_INSTRUCTIONS TO FOLLOW_
Please return the passage of the blog post word for word, starting at "Rabu, 16 Desember" and ending after "stand about this.".

_READING TEXT_
Rabu, 16 Desember 2009

hi, i just got my (very) bad day 27 minutes ago. im so mess. i was crying for two times, its sounds childish but i cant stand about this.
1stly, i got photograph final exam in this morning, it just took less than 1 hour to finish all 100 questions, which each question is provided only as much time as 5 seconds in the work. and i just got 76 score. i was crying because i remembered about my mom, she really wanna make me a graduation kebaya asap.
2ndly, i got a bad discussion about sacrifice in a relationship
3rdly, i got a bad idea about sending the file of the presentation
got an conversation naw, thanks bloggie :)

Selasa, 24 November 2009

i stalk some falling in love-ers

psychologist is my first thing that i wanna be from junior high and (maybe) until now. i got some life probs in my life before. its difficult to know which is right and wrong which is kind people or cruel ones and maybe some decision which will take some bad risks even though you had think many times to take that decision. im sure that my probs are difficult to solve yet many other people have more difficult probs from me. after i rewind some memory with my brother's help i had remember that i have some traumatic when im in childhood stage, my mind and my heart took a good enough decision to forget about my probs. and well, i dont remember any kind of memory that i had, just a little of it, and it needs 2 hours (maybe) to tell you everything about my childhood.

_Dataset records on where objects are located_
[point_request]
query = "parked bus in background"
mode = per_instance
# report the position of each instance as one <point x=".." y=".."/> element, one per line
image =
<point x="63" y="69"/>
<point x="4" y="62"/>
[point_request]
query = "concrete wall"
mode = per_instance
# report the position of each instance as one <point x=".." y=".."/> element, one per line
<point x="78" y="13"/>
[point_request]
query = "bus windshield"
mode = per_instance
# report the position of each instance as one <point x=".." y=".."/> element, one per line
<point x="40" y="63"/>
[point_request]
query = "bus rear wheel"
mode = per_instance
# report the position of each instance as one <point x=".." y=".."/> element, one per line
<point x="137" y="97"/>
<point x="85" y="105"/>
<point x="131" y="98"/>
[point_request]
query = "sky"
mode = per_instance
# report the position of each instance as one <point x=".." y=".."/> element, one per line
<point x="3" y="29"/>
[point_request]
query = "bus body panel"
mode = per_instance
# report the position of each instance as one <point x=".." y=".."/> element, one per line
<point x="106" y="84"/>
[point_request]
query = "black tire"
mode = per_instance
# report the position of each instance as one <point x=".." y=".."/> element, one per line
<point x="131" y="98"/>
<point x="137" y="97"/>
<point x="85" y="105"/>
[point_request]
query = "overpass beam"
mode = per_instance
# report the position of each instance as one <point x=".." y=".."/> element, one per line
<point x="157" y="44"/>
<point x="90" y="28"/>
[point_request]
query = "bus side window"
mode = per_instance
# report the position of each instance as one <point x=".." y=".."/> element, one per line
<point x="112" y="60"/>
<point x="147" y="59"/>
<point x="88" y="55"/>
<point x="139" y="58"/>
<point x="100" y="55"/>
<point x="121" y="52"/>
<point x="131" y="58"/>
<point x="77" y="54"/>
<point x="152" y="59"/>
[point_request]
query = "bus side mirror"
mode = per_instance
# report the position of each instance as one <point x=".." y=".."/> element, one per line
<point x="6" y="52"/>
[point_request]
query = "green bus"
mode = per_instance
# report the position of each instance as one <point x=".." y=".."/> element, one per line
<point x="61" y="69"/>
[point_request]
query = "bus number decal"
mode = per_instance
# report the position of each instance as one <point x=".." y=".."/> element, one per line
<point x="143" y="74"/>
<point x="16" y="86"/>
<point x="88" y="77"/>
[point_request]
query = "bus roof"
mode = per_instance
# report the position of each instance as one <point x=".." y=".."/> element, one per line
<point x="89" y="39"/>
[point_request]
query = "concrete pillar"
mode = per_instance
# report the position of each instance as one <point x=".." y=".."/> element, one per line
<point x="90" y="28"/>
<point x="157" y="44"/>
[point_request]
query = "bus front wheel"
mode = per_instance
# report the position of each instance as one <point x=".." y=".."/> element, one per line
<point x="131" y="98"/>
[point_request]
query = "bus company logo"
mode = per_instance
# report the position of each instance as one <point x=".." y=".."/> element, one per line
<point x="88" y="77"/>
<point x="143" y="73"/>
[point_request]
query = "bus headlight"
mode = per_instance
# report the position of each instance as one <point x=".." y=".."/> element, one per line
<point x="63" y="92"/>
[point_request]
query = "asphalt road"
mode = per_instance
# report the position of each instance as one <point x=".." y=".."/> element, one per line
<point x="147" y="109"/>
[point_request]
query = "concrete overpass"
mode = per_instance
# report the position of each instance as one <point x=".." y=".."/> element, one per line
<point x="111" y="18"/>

==

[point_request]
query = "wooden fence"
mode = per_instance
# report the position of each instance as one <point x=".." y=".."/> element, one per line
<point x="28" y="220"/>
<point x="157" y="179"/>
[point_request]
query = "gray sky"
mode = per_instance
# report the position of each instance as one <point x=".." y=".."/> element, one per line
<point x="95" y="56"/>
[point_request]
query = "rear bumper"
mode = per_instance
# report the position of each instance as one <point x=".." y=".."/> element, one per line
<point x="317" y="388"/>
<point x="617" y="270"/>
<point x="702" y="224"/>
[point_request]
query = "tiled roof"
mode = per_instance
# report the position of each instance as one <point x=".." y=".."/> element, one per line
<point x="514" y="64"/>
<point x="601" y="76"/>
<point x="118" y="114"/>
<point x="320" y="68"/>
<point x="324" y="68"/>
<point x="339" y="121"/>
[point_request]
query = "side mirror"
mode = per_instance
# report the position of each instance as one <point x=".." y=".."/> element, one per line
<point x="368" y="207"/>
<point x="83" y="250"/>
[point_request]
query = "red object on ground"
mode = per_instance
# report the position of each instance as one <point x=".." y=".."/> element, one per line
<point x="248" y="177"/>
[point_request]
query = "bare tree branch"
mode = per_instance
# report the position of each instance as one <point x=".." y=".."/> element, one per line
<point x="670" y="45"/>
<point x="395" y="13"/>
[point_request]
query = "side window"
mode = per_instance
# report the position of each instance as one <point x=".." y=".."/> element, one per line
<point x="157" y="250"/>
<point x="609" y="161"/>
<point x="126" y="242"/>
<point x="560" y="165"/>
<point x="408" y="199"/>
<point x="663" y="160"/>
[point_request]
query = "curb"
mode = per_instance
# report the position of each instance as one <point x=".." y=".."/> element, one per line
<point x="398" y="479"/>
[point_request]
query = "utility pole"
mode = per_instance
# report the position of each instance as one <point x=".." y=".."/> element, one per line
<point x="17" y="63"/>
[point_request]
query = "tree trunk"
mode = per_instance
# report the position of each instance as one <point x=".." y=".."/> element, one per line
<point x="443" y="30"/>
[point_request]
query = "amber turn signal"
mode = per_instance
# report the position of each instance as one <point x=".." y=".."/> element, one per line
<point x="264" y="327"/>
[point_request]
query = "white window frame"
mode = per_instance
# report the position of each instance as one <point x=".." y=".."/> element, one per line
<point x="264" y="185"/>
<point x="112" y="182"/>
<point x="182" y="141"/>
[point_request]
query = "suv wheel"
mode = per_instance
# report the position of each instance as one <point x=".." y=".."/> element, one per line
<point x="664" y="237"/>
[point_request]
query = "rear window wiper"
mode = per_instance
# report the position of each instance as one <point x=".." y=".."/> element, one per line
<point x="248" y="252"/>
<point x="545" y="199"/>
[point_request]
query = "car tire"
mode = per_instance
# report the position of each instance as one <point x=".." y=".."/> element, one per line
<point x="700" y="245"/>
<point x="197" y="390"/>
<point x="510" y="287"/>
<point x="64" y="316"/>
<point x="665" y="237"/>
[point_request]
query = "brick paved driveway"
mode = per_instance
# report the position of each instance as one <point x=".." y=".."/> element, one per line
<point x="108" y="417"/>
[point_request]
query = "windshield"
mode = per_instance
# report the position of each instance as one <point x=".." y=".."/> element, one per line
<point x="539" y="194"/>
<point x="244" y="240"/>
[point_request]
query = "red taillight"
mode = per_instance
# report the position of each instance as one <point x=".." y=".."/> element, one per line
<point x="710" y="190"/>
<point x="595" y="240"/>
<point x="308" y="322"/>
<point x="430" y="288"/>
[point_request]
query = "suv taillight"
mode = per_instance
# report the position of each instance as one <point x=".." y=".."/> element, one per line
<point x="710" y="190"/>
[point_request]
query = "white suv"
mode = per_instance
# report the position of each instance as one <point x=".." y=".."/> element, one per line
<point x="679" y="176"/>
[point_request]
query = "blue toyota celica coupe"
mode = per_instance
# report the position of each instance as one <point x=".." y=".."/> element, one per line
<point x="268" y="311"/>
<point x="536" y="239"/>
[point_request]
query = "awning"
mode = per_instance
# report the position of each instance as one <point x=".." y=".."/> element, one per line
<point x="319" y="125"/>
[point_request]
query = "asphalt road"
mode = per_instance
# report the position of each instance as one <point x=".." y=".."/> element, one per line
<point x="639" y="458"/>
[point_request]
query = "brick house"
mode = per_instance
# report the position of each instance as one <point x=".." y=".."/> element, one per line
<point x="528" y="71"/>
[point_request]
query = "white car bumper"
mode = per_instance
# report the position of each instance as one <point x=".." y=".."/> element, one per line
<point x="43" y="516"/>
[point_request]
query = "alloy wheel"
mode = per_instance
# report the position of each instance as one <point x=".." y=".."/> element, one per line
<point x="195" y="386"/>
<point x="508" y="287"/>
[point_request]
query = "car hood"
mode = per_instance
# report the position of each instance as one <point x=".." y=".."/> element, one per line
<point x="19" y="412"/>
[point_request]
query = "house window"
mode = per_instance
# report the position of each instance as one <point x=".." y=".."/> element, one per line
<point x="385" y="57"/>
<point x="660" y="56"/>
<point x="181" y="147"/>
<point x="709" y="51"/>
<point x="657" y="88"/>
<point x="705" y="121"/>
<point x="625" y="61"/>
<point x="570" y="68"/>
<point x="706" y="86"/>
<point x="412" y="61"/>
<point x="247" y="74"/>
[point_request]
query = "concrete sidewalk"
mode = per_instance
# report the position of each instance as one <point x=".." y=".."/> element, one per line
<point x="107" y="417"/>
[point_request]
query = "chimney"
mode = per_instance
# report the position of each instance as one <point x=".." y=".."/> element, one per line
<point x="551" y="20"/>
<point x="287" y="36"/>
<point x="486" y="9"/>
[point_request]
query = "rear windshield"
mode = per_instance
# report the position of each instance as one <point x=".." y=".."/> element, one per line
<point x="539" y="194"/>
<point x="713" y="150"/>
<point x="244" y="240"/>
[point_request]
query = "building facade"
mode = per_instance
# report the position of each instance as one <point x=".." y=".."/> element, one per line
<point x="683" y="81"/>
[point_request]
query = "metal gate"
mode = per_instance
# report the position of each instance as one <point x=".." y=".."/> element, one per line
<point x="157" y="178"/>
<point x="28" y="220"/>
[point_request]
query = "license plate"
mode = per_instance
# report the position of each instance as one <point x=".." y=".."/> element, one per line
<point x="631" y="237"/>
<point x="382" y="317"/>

--

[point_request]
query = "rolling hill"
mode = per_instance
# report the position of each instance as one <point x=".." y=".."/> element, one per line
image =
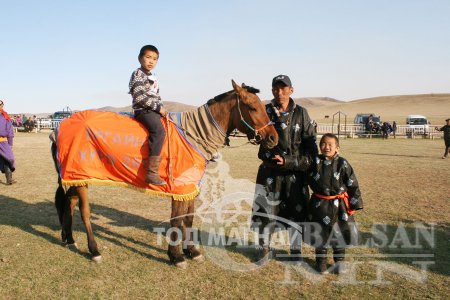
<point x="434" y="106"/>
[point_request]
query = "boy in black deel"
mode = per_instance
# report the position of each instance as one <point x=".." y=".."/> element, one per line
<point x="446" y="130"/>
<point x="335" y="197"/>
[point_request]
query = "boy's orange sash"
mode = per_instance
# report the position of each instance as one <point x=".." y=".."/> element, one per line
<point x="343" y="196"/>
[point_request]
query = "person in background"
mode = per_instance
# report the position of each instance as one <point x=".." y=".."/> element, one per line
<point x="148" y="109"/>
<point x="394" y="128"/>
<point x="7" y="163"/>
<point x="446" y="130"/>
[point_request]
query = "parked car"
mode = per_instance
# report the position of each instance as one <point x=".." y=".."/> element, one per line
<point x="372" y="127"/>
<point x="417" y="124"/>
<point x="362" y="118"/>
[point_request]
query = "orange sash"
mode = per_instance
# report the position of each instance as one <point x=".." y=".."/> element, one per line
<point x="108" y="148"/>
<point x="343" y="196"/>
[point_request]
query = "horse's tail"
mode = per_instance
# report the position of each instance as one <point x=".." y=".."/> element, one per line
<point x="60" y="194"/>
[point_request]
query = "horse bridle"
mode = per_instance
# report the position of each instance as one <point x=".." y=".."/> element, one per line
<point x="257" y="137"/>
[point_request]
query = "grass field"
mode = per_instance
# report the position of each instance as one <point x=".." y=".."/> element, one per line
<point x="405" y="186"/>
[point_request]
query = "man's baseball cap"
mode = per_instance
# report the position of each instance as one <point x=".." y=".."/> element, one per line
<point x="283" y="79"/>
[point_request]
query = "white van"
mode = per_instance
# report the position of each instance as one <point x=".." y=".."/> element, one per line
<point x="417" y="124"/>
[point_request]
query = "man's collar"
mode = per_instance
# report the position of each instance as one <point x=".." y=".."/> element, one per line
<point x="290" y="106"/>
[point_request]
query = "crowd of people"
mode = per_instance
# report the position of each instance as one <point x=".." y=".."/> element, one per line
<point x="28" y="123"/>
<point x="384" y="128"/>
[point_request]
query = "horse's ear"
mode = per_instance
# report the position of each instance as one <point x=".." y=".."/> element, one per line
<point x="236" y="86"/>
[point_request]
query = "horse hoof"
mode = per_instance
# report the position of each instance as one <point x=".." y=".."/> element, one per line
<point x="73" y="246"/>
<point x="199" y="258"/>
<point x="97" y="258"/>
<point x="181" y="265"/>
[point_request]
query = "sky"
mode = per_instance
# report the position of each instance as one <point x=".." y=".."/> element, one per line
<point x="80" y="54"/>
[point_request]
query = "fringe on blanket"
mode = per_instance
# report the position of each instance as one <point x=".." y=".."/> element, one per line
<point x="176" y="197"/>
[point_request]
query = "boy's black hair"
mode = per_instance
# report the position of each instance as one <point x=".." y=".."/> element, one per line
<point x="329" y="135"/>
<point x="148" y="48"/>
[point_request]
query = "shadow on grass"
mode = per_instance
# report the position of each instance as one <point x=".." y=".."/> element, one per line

_TASK OUTPUT_
Rabu, 16 Desember 2009

hi, i just got my (very) bad day 27 minutes ago. im so mess. i was crying for two times, its sounds childish but i cant stand about this.